*Provided entries:*
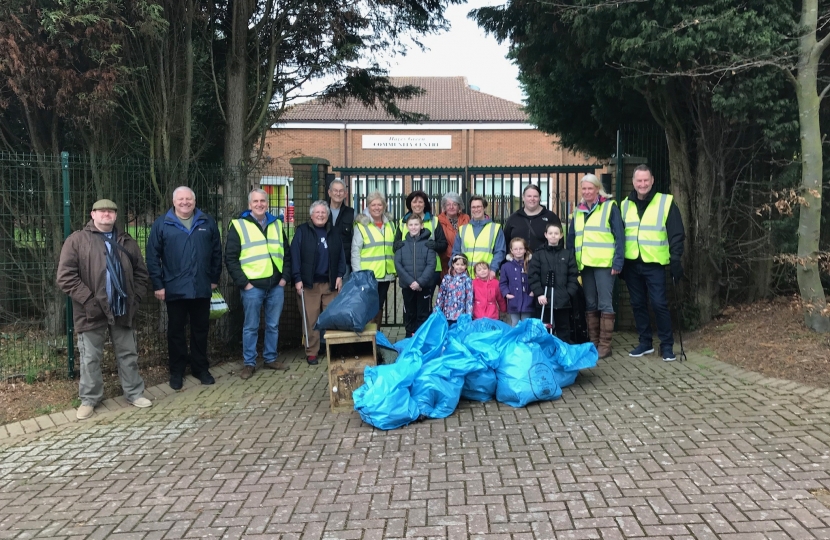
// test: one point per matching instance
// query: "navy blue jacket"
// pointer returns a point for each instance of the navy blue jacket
(184, 263)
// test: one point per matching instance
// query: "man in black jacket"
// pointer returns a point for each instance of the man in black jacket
(258, 259)
(654, 239)
(341, 217)
(530, 221)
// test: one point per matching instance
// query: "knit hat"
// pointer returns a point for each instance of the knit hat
(104, 204)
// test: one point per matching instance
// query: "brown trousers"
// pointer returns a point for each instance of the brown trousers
(316, 299)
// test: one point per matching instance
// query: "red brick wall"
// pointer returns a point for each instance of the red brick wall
(486, 148)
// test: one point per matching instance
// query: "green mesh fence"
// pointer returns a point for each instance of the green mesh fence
(43, 198)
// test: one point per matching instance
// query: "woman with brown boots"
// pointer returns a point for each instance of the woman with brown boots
(597, 235)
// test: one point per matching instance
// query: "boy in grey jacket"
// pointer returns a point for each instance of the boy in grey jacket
(415, 265)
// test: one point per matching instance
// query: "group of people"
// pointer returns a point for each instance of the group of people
(524, 269)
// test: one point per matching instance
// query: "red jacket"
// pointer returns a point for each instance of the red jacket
(487, 299)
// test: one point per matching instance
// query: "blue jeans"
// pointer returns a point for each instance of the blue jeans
(648, 282)
(252, 301)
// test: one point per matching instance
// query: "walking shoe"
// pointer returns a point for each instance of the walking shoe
(142, 403)
(279, 366)
(84, 412)
(247, 372)
(641, 350)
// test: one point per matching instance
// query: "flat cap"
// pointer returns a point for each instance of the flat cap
(104, 204)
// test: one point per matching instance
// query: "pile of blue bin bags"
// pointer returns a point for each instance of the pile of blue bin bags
(478, 360)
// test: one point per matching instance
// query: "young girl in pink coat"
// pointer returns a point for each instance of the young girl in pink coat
(487, 298)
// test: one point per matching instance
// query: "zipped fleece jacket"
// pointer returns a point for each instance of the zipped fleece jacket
(233, 247)
(82, 274)
(184, 262)
(415, 261)
(563, 264)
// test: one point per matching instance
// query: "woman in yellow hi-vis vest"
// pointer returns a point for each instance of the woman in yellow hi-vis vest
(372, 245)
(481, 240)
(597, 236)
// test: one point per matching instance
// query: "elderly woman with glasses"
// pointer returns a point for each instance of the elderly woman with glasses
(373, 245)
(452, 217)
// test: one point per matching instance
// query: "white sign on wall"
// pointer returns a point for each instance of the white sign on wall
(407, 142)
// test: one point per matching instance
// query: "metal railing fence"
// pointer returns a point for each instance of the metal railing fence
(44, 198)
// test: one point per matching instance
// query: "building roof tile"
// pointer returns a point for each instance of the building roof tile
(446, 99)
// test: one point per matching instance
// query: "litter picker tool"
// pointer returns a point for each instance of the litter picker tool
(550, 325)
(679, 321)
(305, 320)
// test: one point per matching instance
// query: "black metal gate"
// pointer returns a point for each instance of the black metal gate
(500, 186)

*What to work on:* Give the listing again in full, exactly as it is, but without its images.

*Solution to the exercise:*
// test: one point per matching instance
// query: "navy blue jacket"
// pointer returns a point for each instance of the navy blue jacket
(184, 263)
// test: one point per matching instance
// query: "man in black jacket"
// pointer returns a point for each instance of the man in black jacket
(258, 259)
(654, 239)
(341, 217)
(530, 221)
// test: one point per matching instance
// query: "knit hat"
// pointer returns a point for each instance of the knit hat
(104, 204)
// test: one point per matching instance
// query: "brown trousers"
// pointer returns a point for each instance of the brown trousers
(316, 299)
// test: one point per matching instance
// query: "red brick wall"
// pointer returns a point for each instance of the red brick wall
(486, 148)
// test: one point per matching instance
// query: "green mesh fence"
// pointer returns a point for each instance of the green mesh fence
(43, 198)
// test: one point per matching instance
// query: "woman with brown boots"
// pointer returns a point for each instance of the woman with brown boots
(597, 235)
// test: one point per matching instance
// query: "boy in grey jacket"
// pointer returns a point for each instance of the boy in grey jacket
(415, 265)
// test: one point per matching instance
// query: "group of people"
// pointer returns a point for each instance of the group of people
(524, 269)
// test: one point per matching instance
// query: "red jacket"
// pointer returns a point for each instance of the red jacket
(487, 299)
// test: one point per matching instance
// query: "blue jeans"
// pointer returns a point for each instance of the blue jeans
(648, 282)
(252, 301)
// test: one point per matching instance
// query: "walking shoe"
// pointer returns a point for each instance of the walking shoe
(142, 403)
(279, 366)
(84, 412)
(247, 372)
(641, 350)
// test: one point per matching instance
// query: "flat cap"
// pointer returns a point for each instance of the flat cap
(104, 204)
// test: one point per matching instance
// query: "pile of blue bin bags"
// pointer returns a point for each instance of the pile of blue bin bags
(478, 360)
// test: one point per matching instance
// query: "young girl in pink coat"
// pointer returns a point for each instance of the young girl in pink coat
(487, 298)
// test: one point per matching instance
// query: "zipped fleece jacket"
// pointer returns a point for each instance of the zipped fleece jacket
(233, 247)
(82, 274)
(184, 262)
(415, 261)
(563, 264)
// test: one point per matching instance
// query: "woman in yellow hi-vis vest"
// pointer returns a point for each instance of the woman in yellow hi-vis vest
(372, 245)
(481, 240)
(597, 236)
// test: one point per matching instance
// query: "elderly woman with glasses"
// pointer returns a point for each instance of the elderly woman with glasses
(373, 245)
(452, 217)
// test: one point per matching instance
// query: "white sign on wall"
// pointer returns a point for each instance of the white sign on wall
(407, 142)
// test: one point per matching instance
// query: "metal railing fence"
// pointer returns a point for each instance of the metal railing fence
(44, 198)
// test: one point per matching instance
// query: "building roof tile"
// pointer returns a point for each instance of the building roof tile
(446, 99)
// test: one point per matching instance
// query: "litter picker tool"
// pointer returns a point for each instance of the litter picker tool
(550, 325)
(679, 321)
(305, 320)
// test: one point per matching instance
// query: "black metal gate"
// pointer returns a point for each instance of the black metal gate
(500, 186)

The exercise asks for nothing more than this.